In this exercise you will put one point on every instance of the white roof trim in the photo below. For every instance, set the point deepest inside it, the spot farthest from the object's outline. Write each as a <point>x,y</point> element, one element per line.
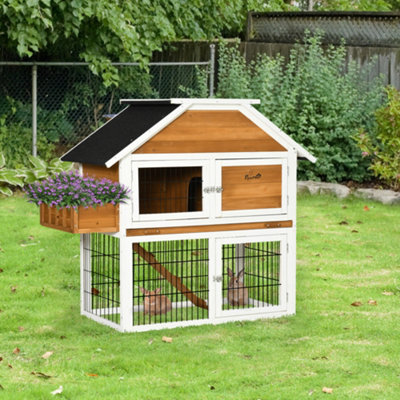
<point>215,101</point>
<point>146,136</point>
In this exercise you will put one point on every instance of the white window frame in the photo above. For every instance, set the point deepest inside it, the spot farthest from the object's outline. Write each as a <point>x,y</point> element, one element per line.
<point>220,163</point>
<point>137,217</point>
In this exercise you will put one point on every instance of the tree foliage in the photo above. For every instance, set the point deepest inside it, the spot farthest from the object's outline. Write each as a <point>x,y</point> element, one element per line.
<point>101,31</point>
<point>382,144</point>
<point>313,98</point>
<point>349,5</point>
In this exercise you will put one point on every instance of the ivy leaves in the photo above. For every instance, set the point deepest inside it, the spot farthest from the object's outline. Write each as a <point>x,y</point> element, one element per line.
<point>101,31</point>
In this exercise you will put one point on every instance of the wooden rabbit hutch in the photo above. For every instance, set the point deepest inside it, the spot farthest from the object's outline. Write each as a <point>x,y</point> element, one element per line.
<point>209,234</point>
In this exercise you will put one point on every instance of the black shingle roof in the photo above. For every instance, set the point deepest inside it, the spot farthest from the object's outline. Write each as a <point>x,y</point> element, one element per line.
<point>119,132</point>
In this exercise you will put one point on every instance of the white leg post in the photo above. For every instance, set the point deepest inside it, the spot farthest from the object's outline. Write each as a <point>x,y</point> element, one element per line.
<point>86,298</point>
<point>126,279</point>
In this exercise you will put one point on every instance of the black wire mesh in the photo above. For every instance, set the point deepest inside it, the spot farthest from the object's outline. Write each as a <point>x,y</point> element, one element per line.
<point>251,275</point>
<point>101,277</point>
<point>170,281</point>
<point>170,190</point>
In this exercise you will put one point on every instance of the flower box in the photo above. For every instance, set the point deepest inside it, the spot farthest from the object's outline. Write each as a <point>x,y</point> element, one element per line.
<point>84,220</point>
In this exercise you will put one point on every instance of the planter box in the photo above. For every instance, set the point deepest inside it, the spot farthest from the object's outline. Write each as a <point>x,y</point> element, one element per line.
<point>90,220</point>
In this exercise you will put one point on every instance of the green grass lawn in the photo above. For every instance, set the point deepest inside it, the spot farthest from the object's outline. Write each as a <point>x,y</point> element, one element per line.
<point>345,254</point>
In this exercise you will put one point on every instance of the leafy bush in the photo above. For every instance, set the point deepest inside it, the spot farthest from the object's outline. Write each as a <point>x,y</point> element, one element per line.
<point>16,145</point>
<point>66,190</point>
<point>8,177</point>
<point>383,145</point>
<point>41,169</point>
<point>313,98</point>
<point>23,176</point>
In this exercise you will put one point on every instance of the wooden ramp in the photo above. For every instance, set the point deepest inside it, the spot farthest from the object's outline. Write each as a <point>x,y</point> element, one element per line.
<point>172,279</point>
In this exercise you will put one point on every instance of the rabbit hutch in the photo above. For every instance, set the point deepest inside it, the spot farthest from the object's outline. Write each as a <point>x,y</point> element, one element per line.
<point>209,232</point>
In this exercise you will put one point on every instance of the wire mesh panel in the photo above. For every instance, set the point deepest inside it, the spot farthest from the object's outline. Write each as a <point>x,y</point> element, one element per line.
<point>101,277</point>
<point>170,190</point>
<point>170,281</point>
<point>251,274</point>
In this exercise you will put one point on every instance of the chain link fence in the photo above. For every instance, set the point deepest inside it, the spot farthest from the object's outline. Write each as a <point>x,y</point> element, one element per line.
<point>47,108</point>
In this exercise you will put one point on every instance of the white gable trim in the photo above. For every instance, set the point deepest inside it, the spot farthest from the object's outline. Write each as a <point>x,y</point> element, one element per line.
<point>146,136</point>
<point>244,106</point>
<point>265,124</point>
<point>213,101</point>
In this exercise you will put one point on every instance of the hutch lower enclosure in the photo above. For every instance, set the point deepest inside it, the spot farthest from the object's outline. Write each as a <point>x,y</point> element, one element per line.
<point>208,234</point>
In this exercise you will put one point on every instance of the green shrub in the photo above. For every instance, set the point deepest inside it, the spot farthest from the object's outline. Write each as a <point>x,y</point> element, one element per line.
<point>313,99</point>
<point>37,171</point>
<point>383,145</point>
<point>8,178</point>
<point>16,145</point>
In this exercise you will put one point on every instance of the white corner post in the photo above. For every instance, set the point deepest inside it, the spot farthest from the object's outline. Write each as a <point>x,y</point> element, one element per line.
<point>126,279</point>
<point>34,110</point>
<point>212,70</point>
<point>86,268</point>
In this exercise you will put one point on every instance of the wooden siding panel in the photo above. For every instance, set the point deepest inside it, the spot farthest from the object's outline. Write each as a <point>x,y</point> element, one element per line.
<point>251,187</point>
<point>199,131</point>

### EXERCISE PROMPT:
Omit the pictures, then quote the rest of the material above exactly.

### OUTPUT FOR THIS TASK:
In this exercise you will put one point on every instance of the white roof trim in the photo below. For every instance, set the point deepest inside it, the spot farthest from the object's outline. Write each as a <point>x,y</point> element, one element per line.
<point>215,101</point>
<point>146,136</point>
In this exercise you will put one point on every instance of the white window frame in the photo above. For every instance, set the point deepest inside it, the spot farthest from the object's outline. Write each as a <point>x,y</point> element, one element per line.
<point>220,163</point>
<point>137,217</point>
In this exercise you will put one point on every instance of the tree foliage in the photo above. For every instance, set the point deepest inside it, the spot farthest from the object's outline. Write each as a <point>x,y</point> element, one element per line.
<point>101,31</point>
<point>382,144</point>
<point>313,98</point>
<point>349,5</point>
In this exercise you will put one point on every instance of the ivy leaves in the photo above. For every instance, set the point deepest inside it, the spot farthest from the object's outline. Write each as a <point>x,y</point> element, one element per line.
<point>101,31</point>
In this exercise you will put one point on every instance of the wooden rabbit hutch in the photo above. For every instance, set the point deepest inside it, the spot farthest from the object's outline. Write each as a <point>x,y</point> element, one element per line.
<point>209,234</point>
In this exercise you will put one point on every instance of the black shingle roof in the photo above. For every instance, set the point deepest inside it, the spot farthest from the object's outline. Write each as a <point>x,y</point> element, one element per line.
<point>119,132</point>
In this exercise you will put one point on every instance of the white leg post in the photo above. For every instance, set the point deepest inside it, the spot farthest from the object's outline. Write each as a <point>x,y</point> element, one element per line.
<point>86,298</point>
<point>126,279</point>
In this exercise you will put one point on every instance of the black wire mesh in the photo above. For every instance, set the point deepest inside it, the spot farthest from the object's outline. Write each as a <point>x,y</point> element, one element per line.
<point>251,275</point>
<point>101,277</point>
<point>170,281</point>
<point>170,190</point>
In this exercise you will put one point on every instance of the flower box in the photo above. For every instance, set the point deepest inside it, the spot farthest from the object's outline. Write each as a <point>x,y</point> element, one element per line.
<point>84,220</point>
In this exercise you will put one point on every instance of the planter box in the photo above. For every instance, set the point deepest inside it, the spot farthest from the object's outline. Write each as a <point>x,y</point> element, one element per line.
<point>90,220</point>
In this exercise you will put one point on every instance of the green grass lawn in the photo above. For every instance, set the point deepest inside it, the spot farthest from the object's outline. Write each as a <point>x,y</point> element, one element per line.
<point>345,254</point>
In this exercise you will put one point on every instance of the leafy bush in the photo above. For every instance, set the point deepest inside it, the spot farthest from the object's outline. Write each as a <point>x,y</point> element, one element per line.
<point>16,145</point>
<point>66,190</point>
<point>8,177</point>
<point>383,145</point>
<point>41,169</point>
<point>313,98</point>
<point>23,176</point>
In this exercise you will put one point on every instance of the wooden ramp in the photo above. For every instance, set the point deepest inside it, the spot farthest from the object's outline. Write each as a <point>x,y</point> element, one element per line.
<point>172,279</point>
In this exercise you will put one point on every instance of the rabbit hutch in the photo above. For every instance, set the point deepest inside it, the spot farthest from the object's outline. Write each as a <point>x,y</point> element, one element per line.
<point>209,232</point>
In this exercise you will put one point on every instance of the wire mesh panel in the photo above. For every instance, set the point deepest inside it, the spot farthest from the object's outline. Write each as a <point>x,y</point> element, one element per line.
<point>101,277</point>
<point>170,190</point>
<point>170,281</point>
<point>251,274</point>
In this exercise you will put one point on every instance of the chain link fence in the photo above. For every instance, set the point deepest inside it, the spot farthest from the object's outline. Write each as a <point>x,y</point> element, one element per line.
<point>47,108</point>
In this exercise you will put one point on every instance of the white gable trim in the photo above. For every instance, set the point deepest inside it, the spot farthest from the object's outline. Write each as a <point>x,y</point> element, one element per line.
<point>146,136</point>
<point>244,106</point>
<point>265,124</point>
<point>213,101</point>
In this exercise you will put one point on every instance of the hutch lower enclosure in the photo above. For every instance, set the point deepest inside it, the spot farthest from the object's outline. Write each as a <point>x,y</point> element, one element per line.
<point>208,234</point>
In this exercise you will put one point on every instance of the green shrub in the photo above. For every instance, set the point deepest inside it, the spot farthest from the object's outline. Write each as a <point>x,y</point> element, one element per line.
<point>313,99</point>
<point>37,171</point>
<point>383,145</point>
<point>8,178</point>
<point>16,145</point>
In this exercise you will put one point on every instance of the white corner post in the photo above. For every instance, set the point deepest inside it, the spot farthest from the object's outline. Write each as a <point>x,y</point> element, one element per line.
<point>126,279</point>
<point>34,110</point>
<point>212,70</point>
<point>86,268</point>
In this exercise you will put one point on every instance of the wooden siding panel in the photo above. For every instance, set the point deepest inside it, the spot farthest from the object's outline. Write each as a <point>x,y</point> element, one element per line.
<point>251,187</point>
<point>199,131</point>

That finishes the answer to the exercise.